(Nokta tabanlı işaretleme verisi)
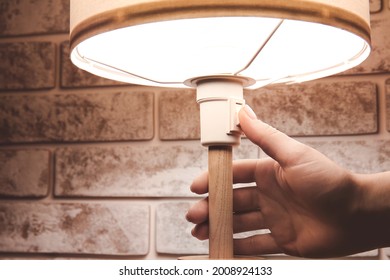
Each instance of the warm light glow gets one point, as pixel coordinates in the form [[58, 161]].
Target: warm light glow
[[169, 52]]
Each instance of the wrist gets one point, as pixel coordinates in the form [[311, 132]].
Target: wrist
[[372, 207]]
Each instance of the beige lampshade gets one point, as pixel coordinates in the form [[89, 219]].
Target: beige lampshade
[[166, 43]]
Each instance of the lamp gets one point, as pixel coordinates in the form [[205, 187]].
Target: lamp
[[219, 48]]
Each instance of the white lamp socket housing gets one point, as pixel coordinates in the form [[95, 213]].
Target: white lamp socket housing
[[220, 100]]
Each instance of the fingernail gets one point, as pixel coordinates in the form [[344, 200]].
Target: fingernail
[[250, 113]]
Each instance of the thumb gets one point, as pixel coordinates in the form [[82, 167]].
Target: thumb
[[274, 143]]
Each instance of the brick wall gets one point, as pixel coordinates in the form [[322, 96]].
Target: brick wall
[[91, 168]]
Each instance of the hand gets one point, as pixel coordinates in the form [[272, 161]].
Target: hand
[[309, 203]]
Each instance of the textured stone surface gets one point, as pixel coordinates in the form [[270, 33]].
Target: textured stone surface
[[78, 228], [358, 156], [388, 104], [318, 108], [24, 173], [73, 77], [25, 17], [379, 59], [174, 231], [164, 170], [375, 6], [27, 65], [178, 115], [76, 117]]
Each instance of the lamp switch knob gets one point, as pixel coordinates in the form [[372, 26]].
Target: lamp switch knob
[[235, 106]]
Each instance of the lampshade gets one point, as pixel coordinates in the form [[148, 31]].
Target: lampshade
[[169, 43], [219, 47]]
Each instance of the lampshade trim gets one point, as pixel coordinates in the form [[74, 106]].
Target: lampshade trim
[[170, 10]]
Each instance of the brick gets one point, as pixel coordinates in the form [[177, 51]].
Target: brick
[[29, 65], [361, 156], [379, 59], [318, 108], [173, 231], [117, 228], [24, 173], [375, 6], [386, 251], [93, 117], [179, 115], [146, 171], [388, 104], [25, 17], [73, 77]]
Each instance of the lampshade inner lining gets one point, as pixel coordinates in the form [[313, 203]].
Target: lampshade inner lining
[[268, 50]]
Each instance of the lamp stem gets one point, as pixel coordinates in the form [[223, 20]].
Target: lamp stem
[[220, 202]]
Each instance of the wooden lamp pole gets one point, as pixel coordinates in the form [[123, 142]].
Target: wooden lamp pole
[[220, 99]]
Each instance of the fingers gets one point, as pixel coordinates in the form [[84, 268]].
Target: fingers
[[274, 143]]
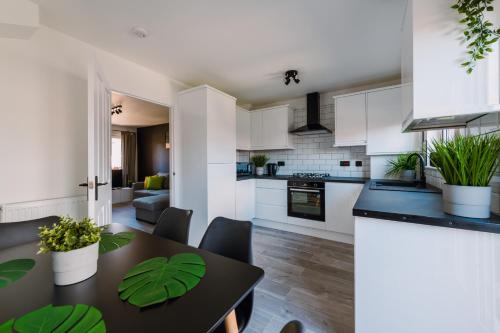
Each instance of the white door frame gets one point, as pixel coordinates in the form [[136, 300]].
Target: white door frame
[[171, 129]]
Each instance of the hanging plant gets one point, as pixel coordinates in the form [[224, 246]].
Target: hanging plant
[[479, 32]]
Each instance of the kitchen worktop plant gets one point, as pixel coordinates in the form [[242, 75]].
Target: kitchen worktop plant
[[74, 246], [259, 161], [403, 166], [467, 164]]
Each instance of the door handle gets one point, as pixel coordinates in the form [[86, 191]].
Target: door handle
[[96, 187], [87, 186]]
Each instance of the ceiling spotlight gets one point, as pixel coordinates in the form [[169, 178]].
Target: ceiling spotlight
[[139, 32], [117, 109], [291, 75]]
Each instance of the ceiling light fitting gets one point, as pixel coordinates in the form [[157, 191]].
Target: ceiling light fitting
[[139, 32], [291, 75]]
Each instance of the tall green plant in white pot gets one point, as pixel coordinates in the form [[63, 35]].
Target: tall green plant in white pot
[[467, 164]]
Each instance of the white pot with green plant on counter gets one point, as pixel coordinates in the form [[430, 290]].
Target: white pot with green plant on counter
[[259, 161], [74, 247], [403, 167], [467, 164]]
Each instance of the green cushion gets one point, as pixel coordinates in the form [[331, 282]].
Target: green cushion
[[155, 183]]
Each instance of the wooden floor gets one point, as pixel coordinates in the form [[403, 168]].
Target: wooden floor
[[307, 278]]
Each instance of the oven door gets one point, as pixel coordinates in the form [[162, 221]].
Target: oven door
[[306, 203]]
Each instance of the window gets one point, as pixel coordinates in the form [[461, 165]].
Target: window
[[116, 150]]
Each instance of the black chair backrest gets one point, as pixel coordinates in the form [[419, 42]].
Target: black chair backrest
[[173, 224], [232, 239], [294, 326], [17, 233]]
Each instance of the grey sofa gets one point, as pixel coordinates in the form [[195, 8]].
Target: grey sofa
[[149, 204]]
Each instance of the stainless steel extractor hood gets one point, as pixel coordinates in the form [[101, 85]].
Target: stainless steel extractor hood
[[313, 126]]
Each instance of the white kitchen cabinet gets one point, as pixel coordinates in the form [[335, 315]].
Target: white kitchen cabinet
[[436, 85], [339, 201], [350, 120], [245, 200], [255, 129], [271, 200], [270, 128], [242, 129], [384, 117], [207, 133]]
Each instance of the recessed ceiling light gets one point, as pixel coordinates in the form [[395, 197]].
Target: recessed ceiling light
[[139, 32]]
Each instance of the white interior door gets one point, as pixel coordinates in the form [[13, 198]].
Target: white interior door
[[99, 147]]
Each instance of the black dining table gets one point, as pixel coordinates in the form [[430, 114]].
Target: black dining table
[[202, 309]]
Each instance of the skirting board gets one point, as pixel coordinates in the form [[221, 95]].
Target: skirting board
[[330, 235], [75, 207]]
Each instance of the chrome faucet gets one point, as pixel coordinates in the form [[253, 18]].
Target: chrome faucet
[[421, 159]]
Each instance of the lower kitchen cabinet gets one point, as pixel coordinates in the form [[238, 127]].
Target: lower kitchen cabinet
[[340, 199], [245, 200]]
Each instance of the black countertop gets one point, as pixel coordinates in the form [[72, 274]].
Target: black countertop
[[416, 207], [356, 180]]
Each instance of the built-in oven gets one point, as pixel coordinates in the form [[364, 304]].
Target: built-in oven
[[306, 199]]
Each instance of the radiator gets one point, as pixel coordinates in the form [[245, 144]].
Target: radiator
[[75, 207]]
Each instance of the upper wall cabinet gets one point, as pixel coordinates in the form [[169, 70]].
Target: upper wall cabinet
[[385, 114], [436, 86], [269, 128], [350, 120], [373, 118], [242, 129]]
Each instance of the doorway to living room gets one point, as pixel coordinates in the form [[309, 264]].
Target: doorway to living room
[[141, 160]]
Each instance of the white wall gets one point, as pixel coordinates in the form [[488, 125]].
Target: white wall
[[43, 119]]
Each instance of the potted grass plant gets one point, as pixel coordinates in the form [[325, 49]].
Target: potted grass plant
[[403, 166], [467, 164], [259, 161], [74, 246]]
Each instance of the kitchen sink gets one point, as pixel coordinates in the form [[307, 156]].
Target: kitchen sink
[[396, 185]]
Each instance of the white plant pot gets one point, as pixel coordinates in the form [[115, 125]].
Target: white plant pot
[[75, 266], [467, 201], [408, 175]]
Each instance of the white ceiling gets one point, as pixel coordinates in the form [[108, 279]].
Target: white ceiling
[[137, 112], [242, 47]]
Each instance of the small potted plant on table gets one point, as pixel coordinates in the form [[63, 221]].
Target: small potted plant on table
[[259, 161], [74, 247], [403, 166], [467, 164]]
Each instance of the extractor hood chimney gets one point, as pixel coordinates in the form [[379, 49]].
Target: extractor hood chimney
[[313, 126]]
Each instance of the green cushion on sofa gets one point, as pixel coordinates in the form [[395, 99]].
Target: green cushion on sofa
[[155, 183]]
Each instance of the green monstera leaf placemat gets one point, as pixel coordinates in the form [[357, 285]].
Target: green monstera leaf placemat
[[13, 270], [58, 319], [159, 279], [110, 242]]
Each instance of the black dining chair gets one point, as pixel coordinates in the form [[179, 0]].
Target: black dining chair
[[232, 239], [173, 224], [294, 326], [17, 233]]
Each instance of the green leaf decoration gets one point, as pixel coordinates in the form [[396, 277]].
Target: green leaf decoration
[[110, 242], [58, 319], [159, 279], [11, 271]]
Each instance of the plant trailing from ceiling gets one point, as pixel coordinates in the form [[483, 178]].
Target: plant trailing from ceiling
[[13, 270], [467, 160], [158, 279], [479, 32], [68, 235], [67, 318], [259, 160], [402, 163]]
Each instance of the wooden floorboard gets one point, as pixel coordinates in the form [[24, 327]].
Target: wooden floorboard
[[307, 278]]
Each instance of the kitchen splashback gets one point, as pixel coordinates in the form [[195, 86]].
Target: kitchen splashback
[[315, 153]]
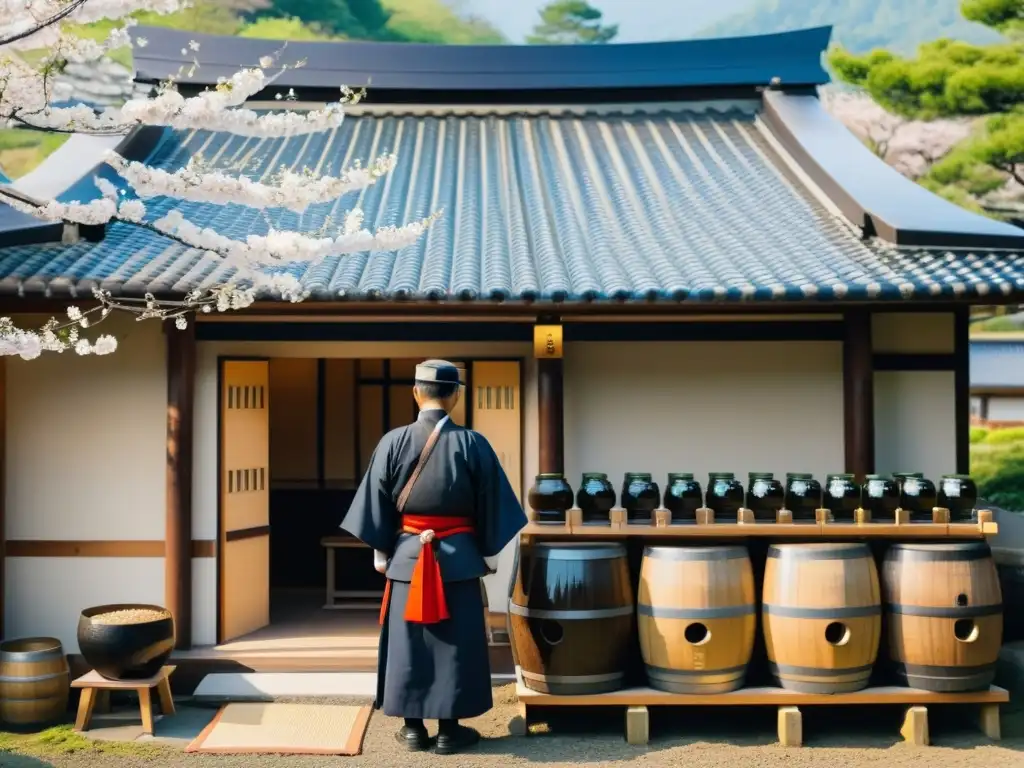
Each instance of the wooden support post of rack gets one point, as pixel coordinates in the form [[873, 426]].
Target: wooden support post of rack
[[637, 726], [616, 516], [519, 725], [573, 518], [791, 726], [940, 515], [989, 721], [986, 521], [914, 728]]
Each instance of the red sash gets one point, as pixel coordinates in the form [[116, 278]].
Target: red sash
[[426, 592]]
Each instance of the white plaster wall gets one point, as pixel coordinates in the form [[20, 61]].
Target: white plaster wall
[[44, 595], [702, 407], [914, 422], [86, 441], [85, 461], [923, 333], [204, 601], [205, 472], [1006, 409]]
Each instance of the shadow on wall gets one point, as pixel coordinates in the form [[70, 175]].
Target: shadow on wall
[[1008, 551]]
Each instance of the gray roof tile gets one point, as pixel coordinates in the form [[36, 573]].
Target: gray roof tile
[[678, 205]]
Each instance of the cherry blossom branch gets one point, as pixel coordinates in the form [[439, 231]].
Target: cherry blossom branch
[[290, 189]]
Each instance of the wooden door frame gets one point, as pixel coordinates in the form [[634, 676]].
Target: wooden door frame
[[221, 359]]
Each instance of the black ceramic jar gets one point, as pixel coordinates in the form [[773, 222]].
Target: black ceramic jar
[[550, 498], [765, 495], [640, 497], [595, 498], [958, 494], [918, 495], [725, 496], [126, 641], [842, 496], [880, 496], [803, 495], [683, 497]]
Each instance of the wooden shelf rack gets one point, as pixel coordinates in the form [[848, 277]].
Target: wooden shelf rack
[[637, 701], [783, 526]]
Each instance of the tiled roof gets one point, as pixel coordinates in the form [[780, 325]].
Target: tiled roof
[[997, 364], [678, 205]]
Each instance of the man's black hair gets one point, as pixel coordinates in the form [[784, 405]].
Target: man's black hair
[[437, 390]]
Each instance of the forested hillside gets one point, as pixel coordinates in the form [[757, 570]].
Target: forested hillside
[[859, 25]]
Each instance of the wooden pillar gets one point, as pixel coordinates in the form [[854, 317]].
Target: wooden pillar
[[962, 388], [180, 411], [3, 483], [858, 393], [548, 351]]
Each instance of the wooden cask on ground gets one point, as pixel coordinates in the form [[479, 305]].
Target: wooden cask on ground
[[695, 617], [571, 617], [944, 614], [822, 615], [34, 682]]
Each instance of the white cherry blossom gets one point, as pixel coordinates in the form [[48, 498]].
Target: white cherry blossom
[[260, 263]]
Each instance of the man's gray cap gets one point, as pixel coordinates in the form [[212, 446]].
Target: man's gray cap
[[437, 371]]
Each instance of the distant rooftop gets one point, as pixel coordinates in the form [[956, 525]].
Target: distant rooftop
[[997, 364], [792, 57]]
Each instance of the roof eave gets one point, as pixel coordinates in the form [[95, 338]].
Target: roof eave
[[869, 193], [502, 71]]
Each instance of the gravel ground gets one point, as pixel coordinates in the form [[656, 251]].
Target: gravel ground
[[712, 738]]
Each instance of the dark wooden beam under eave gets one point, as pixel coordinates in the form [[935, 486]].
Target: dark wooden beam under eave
[[3, 482], [551, 429], [858, 393], [962, 387], [180, 413]]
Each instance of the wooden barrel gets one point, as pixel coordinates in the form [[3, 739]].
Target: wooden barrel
[[695, 617], [821, 615], [34, 681], [571, 617], [944, 612]]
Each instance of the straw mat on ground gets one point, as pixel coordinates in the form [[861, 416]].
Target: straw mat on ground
[[272, 728]]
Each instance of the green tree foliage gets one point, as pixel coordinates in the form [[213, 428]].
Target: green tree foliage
[[1006, 15], [434, 22], [997, 466], [949, 78], [283, 29], [571, 22], [858, 25], [363, 19]]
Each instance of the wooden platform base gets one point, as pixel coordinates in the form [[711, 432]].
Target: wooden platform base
[[791, 731], [93, 686]]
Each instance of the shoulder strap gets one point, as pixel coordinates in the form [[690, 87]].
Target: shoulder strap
[[424, 455]]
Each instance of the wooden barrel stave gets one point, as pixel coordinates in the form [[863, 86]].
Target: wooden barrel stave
[[34, 682], [571, 616], [695, 617], [821, 614], [944, 614]]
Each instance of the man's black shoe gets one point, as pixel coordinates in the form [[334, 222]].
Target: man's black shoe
[[415, 739], [457, 739]]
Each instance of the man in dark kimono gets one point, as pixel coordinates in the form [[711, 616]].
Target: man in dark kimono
[[437, 509]]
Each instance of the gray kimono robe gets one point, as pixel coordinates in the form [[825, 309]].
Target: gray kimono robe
[[438, 671]]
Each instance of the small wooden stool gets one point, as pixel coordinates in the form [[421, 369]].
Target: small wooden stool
[[93, 685]]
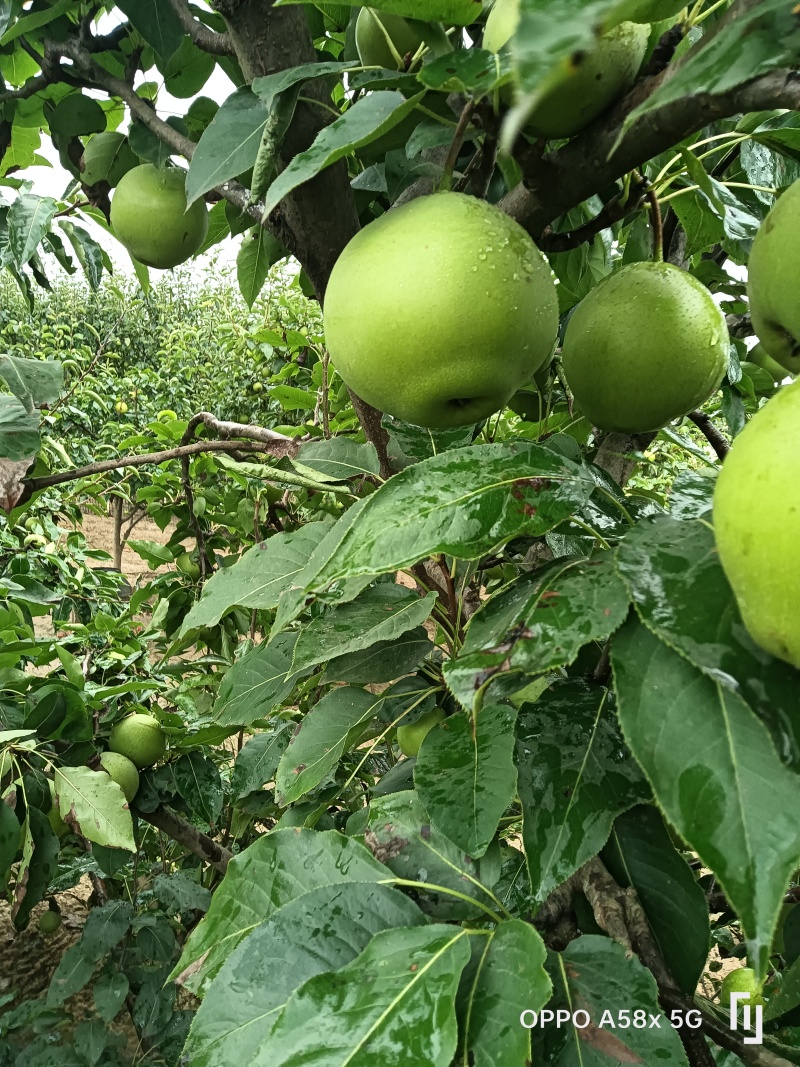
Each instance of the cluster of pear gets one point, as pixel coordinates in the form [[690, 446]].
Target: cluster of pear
[[756, 504], [150, 217]]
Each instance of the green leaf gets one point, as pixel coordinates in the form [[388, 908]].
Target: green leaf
[[763, 38], [38, 380], [110, 991], [466, 777], [400, 834], [398, 993], [258, 578], [37, 866], [72, 974], [278, 868], [158, 24], [383, 612], [339, 458], [317, 747], [640, 854], [257, 762], [367, 120], [540, 621], [575, 778], [256, 685], [229, 143], [29, 220], [198, 782], [94, 806], [505, 977], [463, 503], [674, 574], [88, 252], [323, 930], [595, 976], [106, 925], [452, 12], [716, 775], [383, 662]]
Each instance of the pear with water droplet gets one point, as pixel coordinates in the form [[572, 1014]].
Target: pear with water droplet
[[440, 311], [384, 40], [584, 85], [756, 522], [645, 346], [773, 281]]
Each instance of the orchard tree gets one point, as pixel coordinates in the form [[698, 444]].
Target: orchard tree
[[480, 744]]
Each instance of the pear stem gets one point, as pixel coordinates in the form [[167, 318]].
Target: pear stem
[[458, 140]]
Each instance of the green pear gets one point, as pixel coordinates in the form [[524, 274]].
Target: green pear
[[122, 770], [648, 11], [385, 40], [762, 359], [645, 346], [582, 86], [773, 279], [756, 522], [440, 311], [140, 737], [410, 737], [149, 216]]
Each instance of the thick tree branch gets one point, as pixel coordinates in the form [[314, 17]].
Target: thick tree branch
[[209, 41], [710, 433], [147, 459], [176, 827], [561, 179]]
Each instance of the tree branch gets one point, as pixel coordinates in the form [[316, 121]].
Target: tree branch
[[710, 433], [176, 827], [559, 180], [33, 484], [209, 41]]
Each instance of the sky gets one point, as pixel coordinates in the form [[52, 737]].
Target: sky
[[52, 180]]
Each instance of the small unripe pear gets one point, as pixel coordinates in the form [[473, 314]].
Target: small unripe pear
[[410, 737], [122, 770], [141, 738], [756, 523], [773, 281]]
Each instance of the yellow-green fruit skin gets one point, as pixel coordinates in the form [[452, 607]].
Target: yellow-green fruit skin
[[440, 311], [773, 281], [756, 522], [741, 981], [122, 770], [579, 91], [645, 346], [762, 359], [371, 28], [141, 738], [410, 737], [149, 216]]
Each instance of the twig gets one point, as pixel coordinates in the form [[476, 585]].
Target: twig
[[177, 828], [209, 41], [458, 141], [710, 432], [33, 484], [657, 223]]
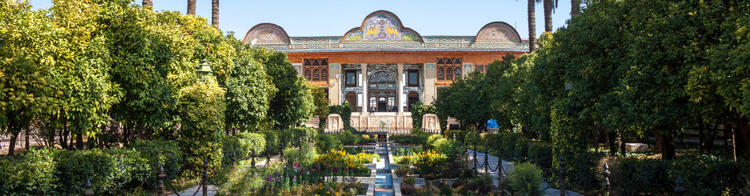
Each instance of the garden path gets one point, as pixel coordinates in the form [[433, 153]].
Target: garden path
[[508, 166]]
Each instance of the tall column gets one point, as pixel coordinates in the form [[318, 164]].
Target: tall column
[[365, 99], [334, 84], [468, 68], [400, 86], [298, 67], [430, 91]]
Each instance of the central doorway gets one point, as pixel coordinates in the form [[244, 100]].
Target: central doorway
[[381, 90]]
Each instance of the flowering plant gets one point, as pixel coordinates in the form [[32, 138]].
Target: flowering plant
[[338, 161], [430, 163]]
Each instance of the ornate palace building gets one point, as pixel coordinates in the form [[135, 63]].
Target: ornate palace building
[[381, 67]]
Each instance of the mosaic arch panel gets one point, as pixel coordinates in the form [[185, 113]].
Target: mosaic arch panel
[[497, 32], [382, 26], [266, 33]]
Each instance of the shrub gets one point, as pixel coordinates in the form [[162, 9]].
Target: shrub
[[298, 136], [703, 175], [29, 174], [159, 153], [431, 165], [402, 171], [412, 139], [480, 185], [525, 179], [338, 160], [241, 146], [327, 142], [304, 155], [202, 107], [345, 111], [540, 154], [232, 150], [110, 170], [432, 140], [348, 138]]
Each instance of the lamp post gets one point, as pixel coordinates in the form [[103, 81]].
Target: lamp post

* **Alıştırmanın Amacı**: Verinin başından "[[220, 202]]" ifadesini içeren satıra kadar (her iki uç dahil) olan satırları, "Target" yerine "Object" koyarak ve geri kalan her şeyi değiştirmeden yeniden yazın. Resimleri yanıta dahil etmeyin.

* **Alıştırmanın Yanıtı**:
Each instance of the warm light glow gets one point, as pixel coordinates in the form [[58, 161]].
Object: warm light glow
[[169, 52]]
Each instance of the wrist gets one point, as pixel coordinates in the form [[311, 132]].
Object: wrist
[[372, 207]]
Each instance of the beige lampshade gets one point, as pixel coordinates in the form [[89, 219]].
Object: beige lampshade
[[166, 43]]
Each instance of the lamp gets one point, as pixel coordinates in the form [[205, 187]].
Object: lamp
[[219, 48]]
Each instance of the white lamp socket housing gets one point, as pixel coordinates in the form [[95, 213]].
Object: white lamp socket housing
[[220, 100]]
Each instance of the fingernail gets one point, as pixel coordinates in the form [[344, 200]].
Object: fingernail
[[250, 113]]
Each instance of the thumb gets one point, as pixel coordinates in the form [[82, 167]].
Object: thumb
[[274, 143]]
Each instance of the brick wall gets one point, as pixel coordinates in the form [[322, 96]].
Object: brick wall
[[91, 168]]
Each instance of the hand gets one point, as pixel coordinates in the form [[272, 161]].
Object: hand
[[309, 203]]
Each instance of the textured stone surface gets one point, as pixel coordinates in the form [[270, 33]].
Object: textured stone surface
[[78, 228], [358, 156], [388, 104], [318, 108], [24, 173], [73, 77], [25, 17], [379, 59], [174, 231], [164, 170], [375, 6], [27, 65], [178, 115], [76, 117]]
Each instance of the lamp switch knob gets one point, as pixel coordinates in the form [[372, 26]].
Object: lamp switch knob
[[235, 106]]
Each instance of the lampshade gets one point, as pixel coordinates in the form [[148, 31]].
Object: lampshade
[[169, 43], [219, 47]]
Each instance of the lampshade trim gets one point, as pixel coordinates in the form [[74, 106]].
Object: lampshade trim
[[170, 10]]
Each instance of the brick gets one point, as pixel coordinates in the form [[177, 51]].
Object: brick
[[29, 65], [361, 156], [379, 59], [318, 108], [173, 231], [117, 228], [24, 173], [375, 6], [386, 251], [93, 117], [179, 115], [146, 171], [388, 104], [25, 17], [73, 77]]
Each instance of the lampshade inner lining gets one point, as pixel coordinates in the form [[313, 203]].
Object: lampshade inner lining
[[268, 50]]
Each instance of the lamp stem gets one point, as pixel coordinates in the form [[223, 20]].
Object: lamp stem
[[220, 202]]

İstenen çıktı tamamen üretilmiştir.